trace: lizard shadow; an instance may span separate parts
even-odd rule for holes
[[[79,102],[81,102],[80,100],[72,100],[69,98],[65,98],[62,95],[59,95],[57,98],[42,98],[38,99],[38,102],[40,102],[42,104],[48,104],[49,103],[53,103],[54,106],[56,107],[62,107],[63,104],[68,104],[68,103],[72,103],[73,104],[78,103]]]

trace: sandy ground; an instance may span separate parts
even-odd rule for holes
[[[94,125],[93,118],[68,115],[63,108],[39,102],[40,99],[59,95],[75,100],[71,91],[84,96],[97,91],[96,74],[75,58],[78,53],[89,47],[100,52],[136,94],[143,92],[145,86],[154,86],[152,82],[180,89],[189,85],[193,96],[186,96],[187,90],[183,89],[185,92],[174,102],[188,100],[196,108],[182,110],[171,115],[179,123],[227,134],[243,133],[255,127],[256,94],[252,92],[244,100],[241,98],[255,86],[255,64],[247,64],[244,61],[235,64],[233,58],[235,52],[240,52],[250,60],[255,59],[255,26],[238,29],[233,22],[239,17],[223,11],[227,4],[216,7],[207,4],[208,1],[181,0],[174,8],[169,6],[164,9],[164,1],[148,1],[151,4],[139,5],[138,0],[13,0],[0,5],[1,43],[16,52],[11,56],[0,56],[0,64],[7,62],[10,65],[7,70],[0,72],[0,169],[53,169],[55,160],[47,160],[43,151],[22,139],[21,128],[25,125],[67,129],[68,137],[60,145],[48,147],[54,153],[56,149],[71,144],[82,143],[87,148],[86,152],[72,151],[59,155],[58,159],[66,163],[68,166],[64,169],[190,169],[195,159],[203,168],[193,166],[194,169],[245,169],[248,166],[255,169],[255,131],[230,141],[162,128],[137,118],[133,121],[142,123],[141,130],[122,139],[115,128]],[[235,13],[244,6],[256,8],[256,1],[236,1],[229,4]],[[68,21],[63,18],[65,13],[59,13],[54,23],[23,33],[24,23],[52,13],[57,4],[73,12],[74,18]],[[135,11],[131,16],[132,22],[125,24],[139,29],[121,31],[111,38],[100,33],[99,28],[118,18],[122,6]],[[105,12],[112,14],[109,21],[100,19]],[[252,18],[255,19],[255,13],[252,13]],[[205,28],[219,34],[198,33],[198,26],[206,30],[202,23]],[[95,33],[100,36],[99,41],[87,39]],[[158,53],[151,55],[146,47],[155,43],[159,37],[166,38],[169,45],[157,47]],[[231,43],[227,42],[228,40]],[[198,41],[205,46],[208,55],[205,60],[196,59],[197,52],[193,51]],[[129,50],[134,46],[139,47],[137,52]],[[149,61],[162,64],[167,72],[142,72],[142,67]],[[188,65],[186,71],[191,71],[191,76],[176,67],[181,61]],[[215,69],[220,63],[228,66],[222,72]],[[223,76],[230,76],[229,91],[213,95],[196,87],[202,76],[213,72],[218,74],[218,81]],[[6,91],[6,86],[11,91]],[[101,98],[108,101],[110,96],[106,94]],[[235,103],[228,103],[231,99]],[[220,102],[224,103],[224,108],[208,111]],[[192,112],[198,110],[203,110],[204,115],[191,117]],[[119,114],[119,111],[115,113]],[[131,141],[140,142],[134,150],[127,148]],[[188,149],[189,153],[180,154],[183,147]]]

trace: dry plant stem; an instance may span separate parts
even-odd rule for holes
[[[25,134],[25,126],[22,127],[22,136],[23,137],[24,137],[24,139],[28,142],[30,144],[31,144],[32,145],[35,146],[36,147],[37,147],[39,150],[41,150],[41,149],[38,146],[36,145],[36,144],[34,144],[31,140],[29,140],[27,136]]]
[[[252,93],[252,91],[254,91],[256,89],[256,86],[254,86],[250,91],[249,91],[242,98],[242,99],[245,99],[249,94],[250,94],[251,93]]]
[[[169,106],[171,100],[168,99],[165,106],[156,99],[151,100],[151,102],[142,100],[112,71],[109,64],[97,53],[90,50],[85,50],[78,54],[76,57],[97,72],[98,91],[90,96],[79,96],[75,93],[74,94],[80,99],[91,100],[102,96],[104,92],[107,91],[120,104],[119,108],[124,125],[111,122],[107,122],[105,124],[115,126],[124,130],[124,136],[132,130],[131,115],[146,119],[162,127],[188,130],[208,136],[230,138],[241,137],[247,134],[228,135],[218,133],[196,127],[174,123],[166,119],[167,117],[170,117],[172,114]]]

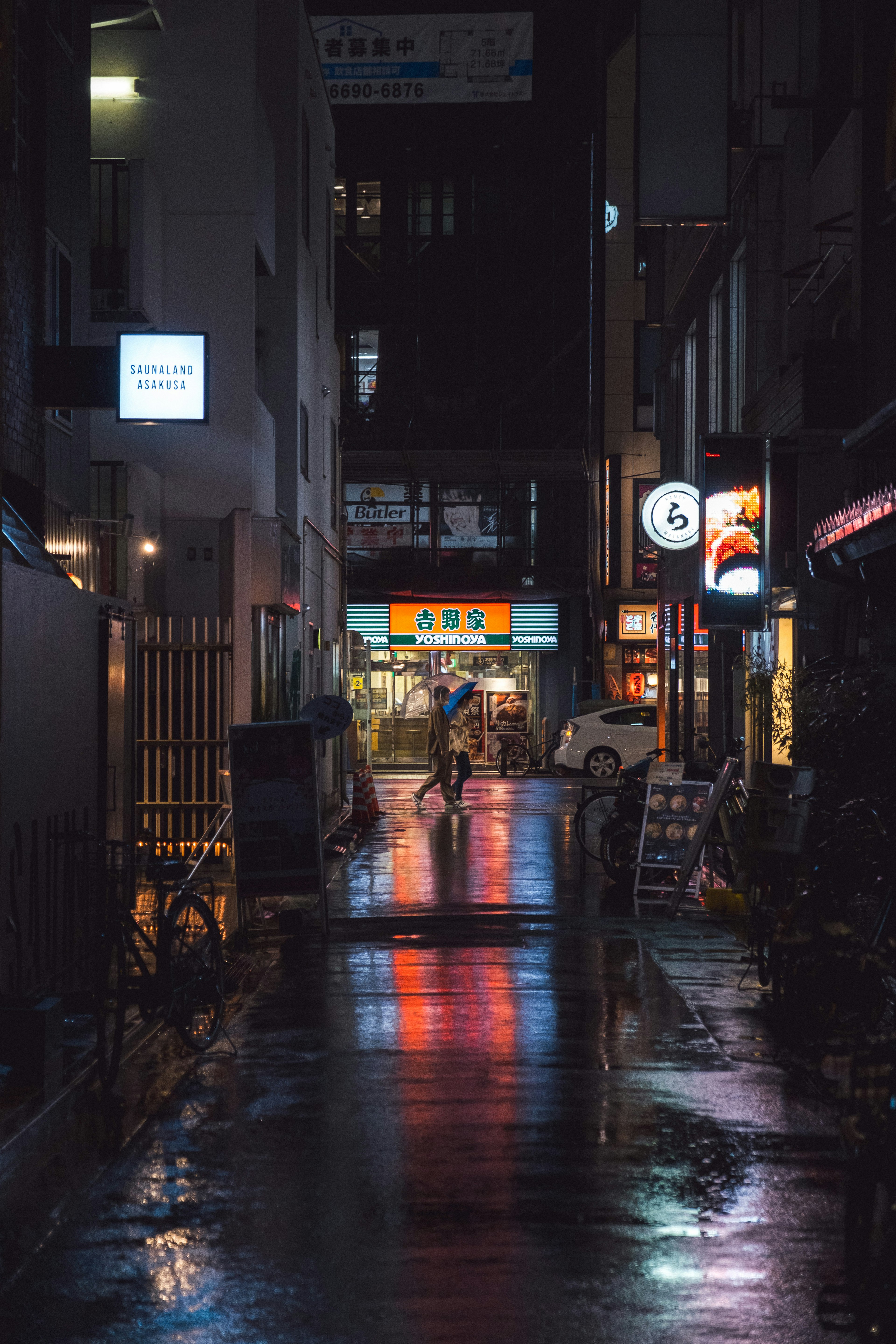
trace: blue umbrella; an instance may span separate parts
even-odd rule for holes
[[[473,687],[477,684],[478,684],[477,681],[465,681],[463,685],[459,685],[457,688],[457,691],[451,691],[447,700],[445,702],[445,712],[450,716],[451,712],[457,710],[463,696],[469,695]]]

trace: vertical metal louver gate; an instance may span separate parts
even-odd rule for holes
[[[197,840],[223,798],[230,723],[230,621],[137,624],[137,829]]]

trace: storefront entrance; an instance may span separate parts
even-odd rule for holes
[[[438,684],[476,683],[462,702],[473,765],[493,763],[505,743],[539,745],[540,656],[557,646],[556,605],[439,597],[349,603],[348,614],[349,694],[355,718],[369,719],[373,765],[426,765]]]
[[[502,742],[521,741],[537,723],[537,653],[427,653],[408,663],[388,650],[371,652],[371,757],[375,765],[424,765],[433,692],[439,677],[451,689],[474,680],[463,700],[473,765],[493,762]],[[451,677],[457,679],[455,684]],[[365,691],[355,691],[363,716]]]

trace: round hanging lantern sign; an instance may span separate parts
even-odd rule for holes
[[[657,485],[643,501],[641,526],[657,546],[684,551],[700,540],[700,493],[686,481]]]

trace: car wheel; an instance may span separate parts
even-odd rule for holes
[[[584,773],[592,780],[611,780],[619,769],[619,757],[610,747],[595,747],[584,758]]]

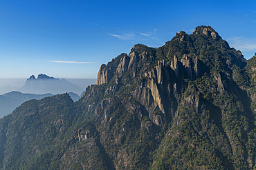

_ _ _ _ _

What the task asks:
Please rewrite the material above with every "even-odd rule" changed to "nonzero winding rule", leaving everything else as it is and omitting the pictures.

Response:
trace: lizard shadow; an instance may span separate parts
nonzero winding rule for holes
[[[79,102],[81,102],[80,100],[72,100],[69,98],[65,98],[62,95],[59,95],[57,98],[42,98],[38,99],[38,102],[40,102],[42,104],[48,104],[49,103],[53,103],[54,106],[56,107],[62,107],[63,104],[68,104],[68,103],[72,103],[73,104],[78,103]]]

trace: sandy ground; an instance may span separate parts
nonzero winding rule for holes
[[[94,125],[93,118],[68,115],[63,108],[39,102],[40,99],[59,95],[75,100],[71,91],[84,96],[97,91],[96,74],[75,58],[78,53],[89,47],[100,52],[136,94],[143,92],[145,86],[154,86],[152,82],[180,89],[189,85],[193,96],[186,96],[187,90],[183,89],[185,92],[174,102],[188,100],[196,108],[182,110],[171,115],[179,123],[227,134],[243,133],[255,127],[256,94],[252,92],[244,100],[241,98],[255,86],[255,64],[247,64],[244,61],[235,64],[233,58],[235,52],[240,52],[250,60],[255,59],[255,26],[238,29],[233,22],[239,17],[223,11],[227,4],[216,7],[207,4],[208,1],[181,0],[174,8],[169,6],[164,9],[164,1],[148,1],[151,4],[139,5],[138,0],[13,0],[0,5],[1,43],[16,52],[11,56],[0,56],[0,64],[7,62],[10,65],[7,70],[0,72],[0,169],[53,169],[55,160],[47,160],[43,151],[22,139],[21,128],[25,125],[67,129],[68,137],[60,145],[48,147],[54,153],[56,149],[71,144],[82,143],[87,148],[86,152],[72,151],[59,155],[58,159],[66,163],[68,166],[64,169],[190,169],[195,159],[203,168],[193,166],[194,169],[245,169],[248,166],[255,169],[255,131],[230,141],[162,128],[137,118],[133,121],[142,123],[141,130],[122,139],[115,128]],[[235,13],[244,6],[256,8],[256,1],[236,1],[229,4]],[[68,21],[63,18],[65,13],[59,13],[54,23],[23,33],[24,23],[52,13],[57,4],[73,12],[74,18]],[[135,11],[131,16],[132,22],[125,24],[139,29],[121,31],[111,38],[100,33],[99,28],[118,18],[122,6]],[[105,12],[112,14],[109,21],[100,19]],[[252,18],[255,19],[255,13],[252,13]],[[205,28],[219,34],[198,33],[198,26],[206,30],[202,23]],[[95,33],[100,36],[99,41],[87,39]],[[158,53],[151,55],[146,47],[155,43],[159,37],[166,38],[169,45],[157,47]],[[231,43],[227,42],[228,40]],[[198,41],[205,46],[208,55],[205,60],[196,59],[197,52],[193,51]],[[129,50],[134,46],[139,47],[137,52]],[[149,61],[162,64],[167,72],[142,72],[142,67]],[[188,65],[186,71],[191,71],[191,76],[176,67],[181,61]],[[215,69],[220,63],[228,66],[222,72]],[[223,76],[230,76],[229,91],[213,95],[196,87],[202,76],[213,72],[218,74],[218,81]],[[6,91],[6,86],[11,91]],[[101,98],[108,101],[110,96],[106,94]],[[235,103],[228,103],[231,99]],[[220,102],[224,103],[224,108],[208,111]],[[192,112],[198,110],[203,110],[204,115],[191,117]],[[119,114],[119,111],[115,113]],[[131,141],[140,142],[134,150],[127,148]],[[188,149],[189,153],[180,154],[183,147]]]

trace: dry plant stem; an instance may span separate parts
nonzero winding rule for holes
[[[25,134],[25,126],[22,127],[22,136],[23,137],[24,137],[24,139],[28,142],[30,144],[31,144],[32,145],[35,146],[36,147],[37,147],[39,150],[41,150],[41,149],[38,146],[36,145],[36,144],[34,144],[31,140],[29,140],[27,136]]]
[[[252,93],[252,91],[254,91],[256,89],[256,86],[254,86],[250,91],[249,91],[242,98],[242,99],[245,99],[249,94],[250,94],[251,93]]]
[[[169,106],[171,100],[168,99],[165,106],[156,99],[151,100],[151,102],[142,100],[112,71],[109,64],[97,53],[90,50],[85,50],[78,54],[76,57],[97,72],[98,91],[90,96],[79,96],[75,93],[74,94],[80,99],[91,100],[102,96],[104,92],[107,91],[120,104],[119,108],[124,125],[111,122],[107,122],[105,124],[115,126],[124,130],[124,136],[132,130],[131,115],[146,119],[162,127],[188,130],[208,136],[230,138],[241,137],[247,134],[228,135],[218,133],[196,127],[174,123],[166,119],[167,117],[170,117],[172,114]]]

trace: blue umbrella; an instance may span separate parts
nonzero winding rule for holes
[[[473,687],[477,684],[478,684],[477,681],[465,681],[463,685],[459,685],[457,688],[457,691],[451,691],[447,700],[445,702],[445,712],[450,716],[451,712],[457,710],[463,696],[469,695]]]

trace: vertical metal louver gate; an instance may span separate parts
nonzero winding rule for holes
[[[197,840],[223,798],[230,723],[230,621],[137,624],[137,829]]]

trace: storefront entrance; an instance may span separate parts
nonzero winding rule for holes
[[[438,684],[476,683],[462,702],[473,765],[493,763],[505,743],[539,745],[540,656],[557,646],[556,605],[439,597],[349,603],[348,614],[349,694],[355,718],[369,719],[373,765],[426,765]]]
[[[502,742],[521,741],[537,723],[537,653],[427,653],[408,663],[388,650],[371,652],[371,757],[375,765],[424,765],[433,692],[439,677],[451,689],[474,680],[463,700],[473,765],[493,762]],[[451,677],[457,679],[455,684]],[[365,691],[355,691],[363,716]]]

trace: round hanging lantern sign; an instance may span separate parts
nonzero winding rule for holes
[[[657,485],[643,501],[641,526],[657,546],[684,551],[700,540],[700,493],[686,481]]]

trace: car wheel; an instance may span separate parts
nonzero winding rule for holes
[[[584,773],[592,780],[611,780],[619,769],[619,757],[610,747],[595,747],[584,758]]]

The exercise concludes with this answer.